> _READING PASSAGE_
My dear Mother. I expect you’ve heard of Ted’s & my trip to see Mrs Hughes Hewett. We enjoyed it awfully & it was a pity Ted had to come away so soon. He missed so much of the motor part. It was so nice seeing Blanche again, & Diana is a dear little girl.
I motored back here & found nothing doing. No wounded & the place empty. I wonder whatever they will do with us. I must try & get up to see you all again soon. I miss Ben, she has not written yet, but I suspect she is busy with her new job. Please tell her I have been to Swanage today. Quite a nice little place & such a good tea. Honey – cream – lovely bread & butter & gorgeous cakes! I took Miss Twining.
I am wiring to Jim tonight to get him over for a dance tomorrow. He’s been here on Sunday. Lovely weather nowadays. I bathed today and enjoyed it.
Best love to all
Yr loving son
Another letter from Richard that’s almost impossible to date, though it’s after Ben gets the job mentioned by Paul on the 10th August.
Here they are straight out of Betjeman, motoring to Swanage, awfully enjoying trips to see Mrs Hughes Hewett, and having honey still for tea. When I posted this as a sample letter, I was contacted as follows:
Mrs Hughes Hewitt was Louisa (nee Whitmore) Mrs Stanley Hughes Hewitt. Blanche (nee Quentin) was her daughter in law, wife to Frederick Whitmore Hewitt and Diana was their daughter who was born in 1912 so was probably a delightful toddler at the time!

> _DATA RECORDS_
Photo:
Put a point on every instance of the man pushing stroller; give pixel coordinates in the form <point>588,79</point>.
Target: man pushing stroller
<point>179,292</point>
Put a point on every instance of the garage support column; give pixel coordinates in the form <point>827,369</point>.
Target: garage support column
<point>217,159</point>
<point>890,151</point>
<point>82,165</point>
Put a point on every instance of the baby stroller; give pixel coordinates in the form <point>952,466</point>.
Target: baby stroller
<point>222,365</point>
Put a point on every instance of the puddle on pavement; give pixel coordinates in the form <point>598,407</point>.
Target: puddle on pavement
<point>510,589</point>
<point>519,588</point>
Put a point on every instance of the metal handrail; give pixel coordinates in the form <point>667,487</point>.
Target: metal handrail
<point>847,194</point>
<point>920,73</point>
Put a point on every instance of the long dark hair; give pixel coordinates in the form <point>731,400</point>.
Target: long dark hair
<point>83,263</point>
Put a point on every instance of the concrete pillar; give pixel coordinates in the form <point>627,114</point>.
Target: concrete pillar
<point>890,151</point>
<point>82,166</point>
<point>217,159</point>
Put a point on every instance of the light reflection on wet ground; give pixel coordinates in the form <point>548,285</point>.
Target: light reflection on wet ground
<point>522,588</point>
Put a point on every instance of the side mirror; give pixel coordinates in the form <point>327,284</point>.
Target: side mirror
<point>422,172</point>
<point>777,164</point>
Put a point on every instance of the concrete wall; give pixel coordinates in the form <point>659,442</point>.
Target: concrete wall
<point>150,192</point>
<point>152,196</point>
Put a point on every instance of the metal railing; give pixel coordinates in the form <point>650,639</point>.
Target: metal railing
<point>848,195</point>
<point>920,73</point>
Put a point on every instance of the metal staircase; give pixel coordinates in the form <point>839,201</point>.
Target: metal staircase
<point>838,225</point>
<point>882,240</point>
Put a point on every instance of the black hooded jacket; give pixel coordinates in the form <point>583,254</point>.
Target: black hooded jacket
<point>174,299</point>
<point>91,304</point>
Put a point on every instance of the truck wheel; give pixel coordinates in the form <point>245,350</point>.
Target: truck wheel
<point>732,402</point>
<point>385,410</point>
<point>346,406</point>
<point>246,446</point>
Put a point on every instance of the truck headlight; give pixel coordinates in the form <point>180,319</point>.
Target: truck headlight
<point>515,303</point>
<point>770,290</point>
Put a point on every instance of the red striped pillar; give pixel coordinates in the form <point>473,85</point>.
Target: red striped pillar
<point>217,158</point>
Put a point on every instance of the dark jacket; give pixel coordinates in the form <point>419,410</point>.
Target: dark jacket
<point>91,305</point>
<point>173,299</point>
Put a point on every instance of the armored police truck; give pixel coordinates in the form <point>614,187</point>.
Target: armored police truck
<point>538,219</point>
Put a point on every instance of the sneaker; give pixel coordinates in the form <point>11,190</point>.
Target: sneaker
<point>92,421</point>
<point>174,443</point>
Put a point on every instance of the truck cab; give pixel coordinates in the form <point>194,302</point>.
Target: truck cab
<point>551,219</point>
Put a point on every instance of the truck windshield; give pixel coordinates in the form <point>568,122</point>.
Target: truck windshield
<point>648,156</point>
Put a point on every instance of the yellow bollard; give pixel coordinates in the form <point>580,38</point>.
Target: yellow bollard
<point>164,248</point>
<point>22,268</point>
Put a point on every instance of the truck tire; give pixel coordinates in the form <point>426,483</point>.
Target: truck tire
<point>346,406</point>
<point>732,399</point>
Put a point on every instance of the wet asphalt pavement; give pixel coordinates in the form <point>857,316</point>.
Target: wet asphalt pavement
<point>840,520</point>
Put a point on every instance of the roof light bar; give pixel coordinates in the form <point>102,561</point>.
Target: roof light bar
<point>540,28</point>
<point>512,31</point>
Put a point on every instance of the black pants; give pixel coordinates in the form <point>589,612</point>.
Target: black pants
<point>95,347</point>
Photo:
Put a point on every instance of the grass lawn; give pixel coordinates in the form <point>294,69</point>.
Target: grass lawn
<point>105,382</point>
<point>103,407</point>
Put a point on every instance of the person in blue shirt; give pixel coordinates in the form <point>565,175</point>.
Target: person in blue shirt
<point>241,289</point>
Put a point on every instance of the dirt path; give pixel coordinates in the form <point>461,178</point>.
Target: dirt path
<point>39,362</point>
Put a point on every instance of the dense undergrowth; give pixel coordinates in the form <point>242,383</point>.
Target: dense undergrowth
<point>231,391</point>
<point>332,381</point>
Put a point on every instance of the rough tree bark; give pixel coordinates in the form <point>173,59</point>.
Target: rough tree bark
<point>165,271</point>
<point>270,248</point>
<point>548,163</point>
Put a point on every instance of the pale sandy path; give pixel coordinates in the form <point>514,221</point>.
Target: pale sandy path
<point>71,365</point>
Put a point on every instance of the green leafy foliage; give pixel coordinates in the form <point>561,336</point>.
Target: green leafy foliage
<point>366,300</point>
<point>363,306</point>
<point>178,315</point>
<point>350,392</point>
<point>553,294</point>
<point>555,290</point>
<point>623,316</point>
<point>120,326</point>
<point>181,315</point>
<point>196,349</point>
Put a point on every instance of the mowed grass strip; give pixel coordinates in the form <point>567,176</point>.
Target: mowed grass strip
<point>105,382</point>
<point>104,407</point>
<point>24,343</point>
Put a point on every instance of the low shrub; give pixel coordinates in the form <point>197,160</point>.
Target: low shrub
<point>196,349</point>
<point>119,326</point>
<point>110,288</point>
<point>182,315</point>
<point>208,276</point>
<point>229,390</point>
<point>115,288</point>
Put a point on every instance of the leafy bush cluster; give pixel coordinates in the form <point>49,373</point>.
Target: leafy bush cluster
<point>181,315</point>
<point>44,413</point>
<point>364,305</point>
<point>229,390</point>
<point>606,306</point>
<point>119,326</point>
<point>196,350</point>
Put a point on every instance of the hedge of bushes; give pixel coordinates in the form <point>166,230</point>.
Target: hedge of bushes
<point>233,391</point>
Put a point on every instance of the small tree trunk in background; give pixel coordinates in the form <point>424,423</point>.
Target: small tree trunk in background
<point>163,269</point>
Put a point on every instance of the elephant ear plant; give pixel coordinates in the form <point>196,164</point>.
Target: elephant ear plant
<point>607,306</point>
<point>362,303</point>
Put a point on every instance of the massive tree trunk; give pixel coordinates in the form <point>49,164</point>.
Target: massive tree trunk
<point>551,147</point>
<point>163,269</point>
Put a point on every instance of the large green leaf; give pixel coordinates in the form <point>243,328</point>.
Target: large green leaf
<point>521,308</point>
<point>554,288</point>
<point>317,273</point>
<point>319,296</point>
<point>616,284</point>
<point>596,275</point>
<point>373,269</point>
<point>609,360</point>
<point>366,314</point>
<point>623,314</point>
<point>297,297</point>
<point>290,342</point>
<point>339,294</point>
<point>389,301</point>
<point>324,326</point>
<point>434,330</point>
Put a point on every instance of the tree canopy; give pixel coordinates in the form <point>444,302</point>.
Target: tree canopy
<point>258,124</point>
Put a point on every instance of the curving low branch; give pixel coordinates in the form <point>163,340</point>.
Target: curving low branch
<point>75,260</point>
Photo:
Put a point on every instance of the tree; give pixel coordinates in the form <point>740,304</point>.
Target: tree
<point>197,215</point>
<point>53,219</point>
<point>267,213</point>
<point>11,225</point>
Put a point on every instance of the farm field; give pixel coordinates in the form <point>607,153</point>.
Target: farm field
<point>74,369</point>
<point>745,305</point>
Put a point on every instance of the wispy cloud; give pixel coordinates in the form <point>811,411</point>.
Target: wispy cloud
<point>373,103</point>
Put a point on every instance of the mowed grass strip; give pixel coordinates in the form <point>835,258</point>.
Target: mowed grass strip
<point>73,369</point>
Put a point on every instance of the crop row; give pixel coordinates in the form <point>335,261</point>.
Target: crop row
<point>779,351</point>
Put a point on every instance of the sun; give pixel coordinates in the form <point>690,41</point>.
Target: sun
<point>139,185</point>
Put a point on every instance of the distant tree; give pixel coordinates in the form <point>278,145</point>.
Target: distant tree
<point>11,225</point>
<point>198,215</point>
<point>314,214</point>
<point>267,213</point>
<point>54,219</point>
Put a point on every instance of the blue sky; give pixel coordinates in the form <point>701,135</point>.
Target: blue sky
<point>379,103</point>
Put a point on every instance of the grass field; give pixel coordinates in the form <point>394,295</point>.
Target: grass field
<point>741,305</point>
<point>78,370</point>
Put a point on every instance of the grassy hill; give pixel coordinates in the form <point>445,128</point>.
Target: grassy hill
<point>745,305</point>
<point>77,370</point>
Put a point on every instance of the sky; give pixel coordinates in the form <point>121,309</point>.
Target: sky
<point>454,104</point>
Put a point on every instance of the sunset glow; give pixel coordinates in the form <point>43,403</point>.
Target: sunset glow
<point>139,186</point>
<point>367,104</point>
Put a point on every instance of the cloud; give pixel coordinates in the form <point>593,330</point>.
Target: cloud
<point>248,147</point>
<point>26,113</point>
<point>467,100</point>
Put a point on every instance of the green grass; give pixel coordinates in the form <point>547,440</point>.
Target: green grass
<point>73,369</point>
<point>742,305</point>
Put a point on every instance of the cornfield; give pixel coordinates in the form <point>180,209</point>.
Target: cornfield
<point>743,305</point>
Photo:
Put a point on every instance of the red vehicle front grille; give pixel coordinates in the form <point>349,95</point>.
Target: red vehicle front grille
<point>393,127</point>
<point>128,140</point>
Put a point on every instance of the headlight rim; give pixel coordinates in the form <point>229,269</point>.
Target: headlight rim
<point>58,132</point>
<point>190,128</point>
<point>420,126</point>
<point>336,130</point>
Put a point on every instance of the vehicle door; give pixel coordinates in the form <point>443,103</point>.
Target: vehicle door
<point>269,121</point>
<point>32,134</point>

> _THINGS TO DO_
(1) In the letter home to Mother, whom did the writer take along to Swanage?
(2) Carry on the piece about the letter home to Mother from the point where it stops.

> _PER-TASK OUTPUTS_
(1) Miss Twining.

(2)
The connection to your family is likely to be through Frederick. He was “clerk in holy orders” in 1911, and was later an army chaplain. He died at Vermelle on 27 September 1915, aged 35.
Frederick Hewett was indeed the connection and Paul mentions his death to Gertrude on the 9th October. Originally, I thought that Richard and Ted may have been paying their condolences to the young widow on the 13th October. However the mention of Jim’s dance and bathing in “lovely weather” suggests it was earlier. I’ve therefore moved it to the 25th August based on the date of Jim’s dance, the mention of Ben’s job and the weather that month.
It’s interesting that the Indian Hospital in the Mont Dore at Bournemouth was almost empty at the end of August 1915, though Richard mentions it being empty in his other letter from this summer, which I have tentatively scheduled on the 3rd July.